問題の指示:
次の項目をすべて、列名「本文」と「答え」の2列のCSVとして示してください。1項目を1行にし、各値は改行を空白に置き換えたうえで引用符で囲んだ1つの欄に入れ、画像は答えに含めないでください。

位置指定データの抜粋:
┄┄┄┄┄┄┄┄┄┄┄┄┄┄┄┄┄┄┄┄

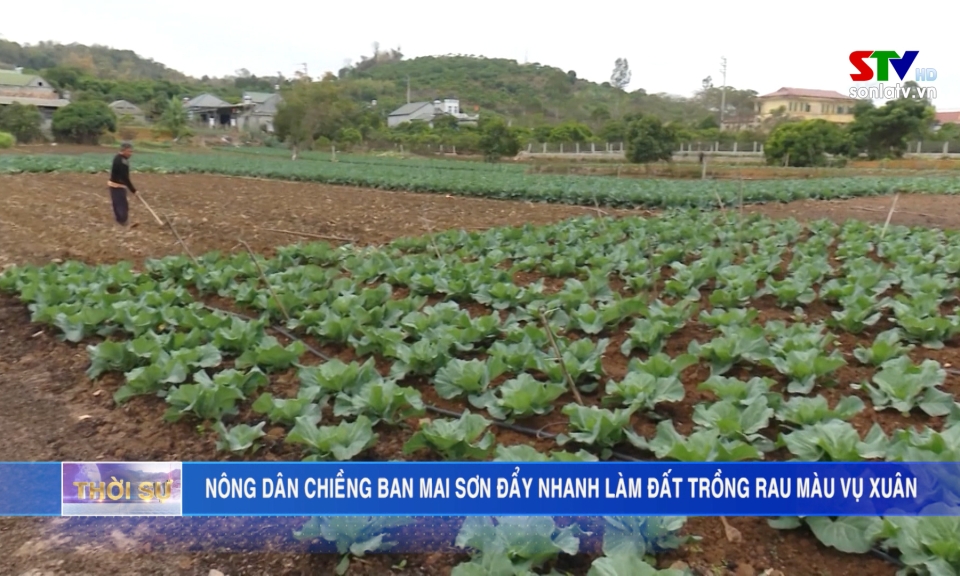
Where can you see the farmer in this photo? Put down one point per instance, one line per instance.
(120, 182)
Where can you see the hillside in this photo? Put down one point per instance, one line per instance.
(99, 61)
(529, 93)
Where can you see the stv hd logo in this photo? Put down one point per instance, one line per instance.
(886, 59)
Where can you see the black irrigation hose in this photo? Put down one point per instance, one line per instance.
(539, 434)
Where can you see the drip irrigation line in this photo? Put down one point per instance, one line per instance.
(887, 557)
(539, 434)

┄┄┄┄┄┄┄┄┄┄┄┄┄┄┄┄┄┄┄┄

この問題の答え:
本文,答え
"Where can you see the farmer in this photo? Put down one point per instance, one line per instance.","(120, 182)"
"Where can you see the hillside in this photo? Put down one point per instance, one line per instance.","(99, 61) (529, 93)"
"Where can you see the stv hd logo in this photo? Put down one point per instance, one line per instance.","(886, 59)"
"Where can you see the black irrigation hose in this photo? Put down one point per instance, one line per instance.","(539, 434)"
"Where can you see the drip irrigation line in this photo? Put down one point per instance, one line per instance.","(887, 557) (539, 434)"